» Set problem
Identify every line in the entries below that contains the string "hair", and copy each such line. Case counts.

» Entries supplied
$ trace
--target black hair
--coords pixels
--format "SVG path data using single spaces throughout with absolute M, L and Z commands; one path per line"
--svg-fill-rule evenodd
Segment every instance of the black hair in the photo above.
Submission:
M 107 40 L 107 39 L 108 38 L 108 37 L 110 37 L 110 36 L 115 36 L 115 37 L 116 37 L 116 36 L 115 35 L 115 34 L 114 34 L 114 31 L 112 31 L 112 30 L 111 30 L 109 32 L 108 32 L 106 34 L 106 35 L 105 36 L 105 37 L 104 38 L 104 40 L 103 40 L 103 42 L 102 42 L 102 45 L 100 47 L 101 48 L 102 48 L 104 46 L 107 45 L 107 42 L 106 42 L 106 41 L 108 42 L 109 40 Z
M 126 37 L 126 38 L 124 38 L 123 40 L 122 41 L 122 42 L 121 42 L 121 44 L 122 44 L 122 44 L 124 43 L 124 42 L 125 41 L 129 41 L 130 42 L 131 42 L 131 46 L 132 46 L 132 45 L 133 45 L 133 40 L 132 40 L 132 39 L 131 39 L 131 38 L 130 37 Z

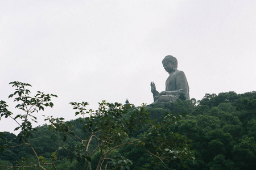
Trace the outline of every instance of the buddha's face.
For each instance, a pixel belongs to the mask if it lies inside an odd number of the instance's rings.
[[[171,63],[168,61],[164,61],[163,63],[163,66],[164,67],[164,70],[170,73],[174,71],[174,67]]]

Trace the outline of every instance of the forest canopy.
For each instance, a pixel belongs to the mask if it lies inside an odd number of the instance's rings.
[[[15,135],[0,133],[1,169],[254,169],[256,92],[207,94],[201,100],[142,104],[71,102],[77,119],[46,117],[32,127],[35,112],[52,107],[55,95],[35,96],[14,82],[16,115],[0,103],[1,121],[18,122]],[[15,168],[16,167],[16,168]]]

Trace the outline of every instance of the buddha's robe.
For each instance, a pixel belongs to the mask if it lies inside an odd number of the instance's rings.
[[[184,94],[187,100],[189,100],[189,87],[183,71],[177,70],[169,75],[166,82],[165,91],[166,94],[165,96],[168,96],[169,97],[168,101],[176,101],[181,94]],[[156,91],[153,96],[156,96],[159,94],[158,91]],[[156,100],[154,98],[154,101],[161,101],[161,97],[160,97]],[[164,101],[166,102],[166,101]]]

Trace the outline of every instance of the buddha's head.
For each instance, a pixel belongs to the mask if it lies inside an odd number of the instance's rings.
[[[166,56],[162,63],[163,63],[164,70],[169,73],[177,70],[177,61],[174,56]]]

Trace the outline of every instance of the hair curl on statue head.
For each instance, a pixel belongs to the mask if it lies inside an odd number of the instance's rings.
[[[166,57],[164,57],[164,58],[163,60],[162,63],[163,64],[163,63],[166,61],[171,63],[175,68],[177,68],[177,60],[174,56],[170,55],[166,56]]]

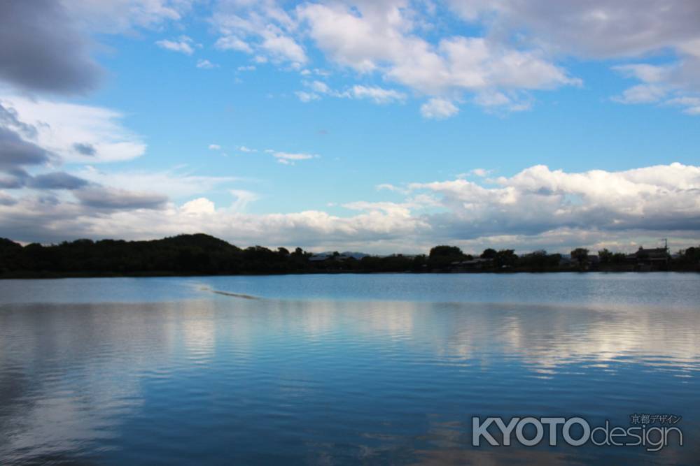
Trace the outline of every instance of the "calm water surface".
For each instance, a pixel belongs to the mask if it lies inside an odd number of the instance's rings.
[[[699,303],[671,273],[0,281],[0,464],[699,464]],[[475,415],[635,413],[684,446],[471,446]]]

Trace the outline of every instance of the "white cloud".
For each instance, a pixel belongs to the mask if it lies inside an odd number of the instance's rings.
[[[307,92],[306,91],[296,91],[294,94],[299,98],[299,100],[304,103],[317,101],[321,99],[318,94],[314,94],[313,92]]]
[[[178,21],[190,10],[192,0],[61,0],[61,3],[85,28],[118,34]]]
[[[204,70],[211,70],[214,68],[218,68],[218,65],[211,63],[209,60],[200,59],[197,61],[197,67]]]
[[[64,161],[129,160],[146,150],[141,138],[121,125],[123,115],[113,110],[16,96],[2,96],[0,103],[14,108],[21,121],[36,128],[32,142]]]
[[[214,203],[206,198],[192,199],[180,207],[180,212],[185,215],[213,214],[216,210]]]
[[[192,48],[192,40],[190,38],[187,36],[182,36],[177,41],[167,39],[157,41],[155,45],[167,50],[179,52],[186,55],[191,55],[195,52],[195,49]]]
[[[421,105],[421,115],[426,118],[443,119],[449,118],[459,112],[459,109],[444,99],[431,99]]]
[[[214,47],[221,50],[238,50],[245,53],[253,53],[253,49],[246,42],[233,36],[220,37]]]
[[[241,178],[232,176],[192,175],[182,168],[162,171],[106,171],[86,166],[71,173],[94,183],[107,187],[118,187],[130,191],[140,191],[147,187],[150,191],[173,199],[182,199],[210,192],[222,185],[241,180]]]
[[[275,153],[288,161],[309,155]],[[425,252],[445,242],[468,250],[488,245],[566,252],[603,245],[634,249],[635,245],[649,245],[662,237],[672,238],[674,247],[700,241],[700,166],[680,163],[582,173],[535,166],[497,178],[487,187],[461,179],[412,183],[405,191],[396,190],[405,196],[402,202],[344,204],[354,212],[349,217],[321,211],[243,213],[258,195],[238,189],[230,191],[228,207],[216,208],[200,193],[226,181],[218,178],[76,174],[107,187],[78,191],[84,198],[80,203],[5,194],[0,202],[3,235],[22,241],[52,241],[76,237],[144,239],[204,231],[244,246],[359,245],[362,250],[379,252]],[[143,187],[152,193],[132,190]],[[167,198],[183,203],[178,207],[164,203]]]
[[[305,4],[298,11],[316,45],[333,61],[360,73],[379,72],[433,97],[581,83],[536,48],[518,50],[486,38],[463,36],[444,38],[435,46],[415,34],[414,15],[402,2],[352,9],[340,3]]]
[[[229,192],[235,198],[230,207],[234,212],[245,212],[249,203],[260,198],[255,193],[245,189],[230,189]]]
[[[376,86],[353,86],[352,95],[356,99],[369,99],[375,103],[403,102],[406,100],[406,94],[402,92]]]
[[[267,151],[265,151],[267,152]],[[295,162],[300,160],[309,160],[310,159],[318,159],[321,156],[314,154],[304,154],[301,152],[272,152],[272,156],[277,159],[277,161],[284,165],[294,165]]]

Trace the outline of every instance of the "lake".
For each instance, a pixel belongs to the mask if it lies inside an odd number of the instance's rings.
==
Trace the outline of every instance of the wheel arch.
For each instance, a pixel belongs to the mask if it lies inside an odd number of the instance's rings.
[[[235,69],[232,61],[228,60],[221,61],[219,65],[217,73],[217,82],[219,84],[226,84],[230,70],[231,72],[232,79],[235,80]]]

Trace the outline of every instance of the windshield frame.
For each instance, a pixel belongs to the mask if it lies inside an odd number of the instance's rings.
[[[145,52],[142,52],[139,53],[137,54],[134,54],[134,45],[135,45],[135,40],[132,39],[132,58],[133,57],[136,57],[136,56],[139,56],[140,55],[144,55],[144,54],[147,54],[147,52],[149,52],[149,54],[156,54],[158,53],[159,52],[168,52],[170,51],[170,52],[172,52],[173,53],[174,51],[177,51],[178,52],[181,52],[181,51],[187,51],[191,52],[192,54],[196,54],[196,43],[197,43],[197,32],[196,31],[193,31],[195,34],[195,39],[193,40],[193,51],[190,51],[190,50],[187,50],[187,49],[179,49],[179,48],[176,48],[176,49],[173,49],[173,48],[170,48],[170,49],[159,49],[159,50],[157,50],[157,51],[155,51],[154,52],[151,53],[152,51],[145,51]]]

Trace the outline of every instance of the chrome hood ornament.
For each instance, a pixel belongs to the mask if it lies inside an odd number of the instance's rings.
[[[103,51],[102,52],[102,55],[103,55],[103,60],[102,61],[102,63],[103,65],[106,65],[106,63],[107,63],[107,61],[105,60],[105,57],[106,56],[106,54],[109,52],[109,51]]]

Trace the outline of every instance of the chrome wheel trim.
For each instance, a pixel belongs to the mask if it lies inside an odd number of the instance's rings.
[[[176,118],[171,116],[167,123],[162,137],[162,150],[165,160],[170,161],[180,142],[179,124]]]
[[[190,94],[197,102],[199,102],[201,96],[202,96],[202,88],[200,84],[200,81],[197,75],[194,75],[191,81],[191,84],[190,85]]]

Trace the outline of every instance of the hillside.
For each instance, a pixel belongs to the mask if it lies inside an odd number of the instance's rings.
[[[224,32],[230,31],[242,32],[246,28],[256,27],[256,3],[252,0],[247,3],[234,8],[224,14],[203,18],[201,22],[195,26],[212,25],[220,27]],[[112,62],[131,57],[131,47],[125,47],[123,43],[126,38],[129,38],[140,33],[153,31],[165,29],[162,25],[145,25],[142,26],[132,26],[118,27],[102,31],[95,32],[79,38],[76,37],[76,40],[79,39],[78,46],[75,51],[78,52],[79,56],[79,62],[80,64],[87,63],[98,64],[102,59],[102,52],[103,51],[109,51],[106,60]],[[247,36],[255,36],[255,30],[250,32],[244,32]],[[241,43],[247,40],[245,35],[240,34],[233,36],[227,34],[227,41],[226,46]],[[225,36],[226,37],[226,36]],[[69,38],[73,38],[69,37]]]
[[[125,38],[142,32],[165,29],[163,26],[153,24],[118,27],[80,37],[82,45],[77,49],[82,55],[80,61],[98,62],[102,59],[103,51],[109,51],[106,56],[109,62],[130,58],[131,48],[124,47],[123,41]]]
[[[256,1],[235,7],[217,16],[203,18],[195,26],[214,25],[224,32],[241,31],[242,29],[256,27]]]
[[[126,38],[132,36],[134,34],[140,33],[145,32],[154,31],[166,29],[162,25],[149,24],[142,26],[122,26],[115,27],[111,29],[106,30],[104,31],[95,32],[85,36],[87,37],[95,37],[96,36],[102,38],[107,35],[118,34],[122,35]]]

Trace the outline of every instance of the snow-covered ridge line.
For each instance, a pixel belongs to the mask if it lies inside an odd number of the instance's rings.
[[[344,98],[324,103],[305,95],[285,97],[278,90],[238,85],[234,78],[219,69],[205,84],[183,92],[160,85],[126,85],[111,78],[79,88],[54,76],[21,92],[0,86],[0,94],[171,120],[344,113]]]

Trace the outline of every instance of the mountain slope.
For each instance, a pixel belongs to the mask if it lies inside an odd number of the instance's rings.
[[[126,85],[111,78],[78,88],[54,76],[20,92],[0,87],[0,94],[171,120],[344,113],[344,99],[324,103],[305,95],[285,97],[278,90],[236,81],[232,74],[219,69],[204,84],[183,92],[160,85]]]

» Reply to the exercise
--target black hair
Segment every instance of the black hair in the photo above.
Trace the outline of every instance of the hair curl on statue head.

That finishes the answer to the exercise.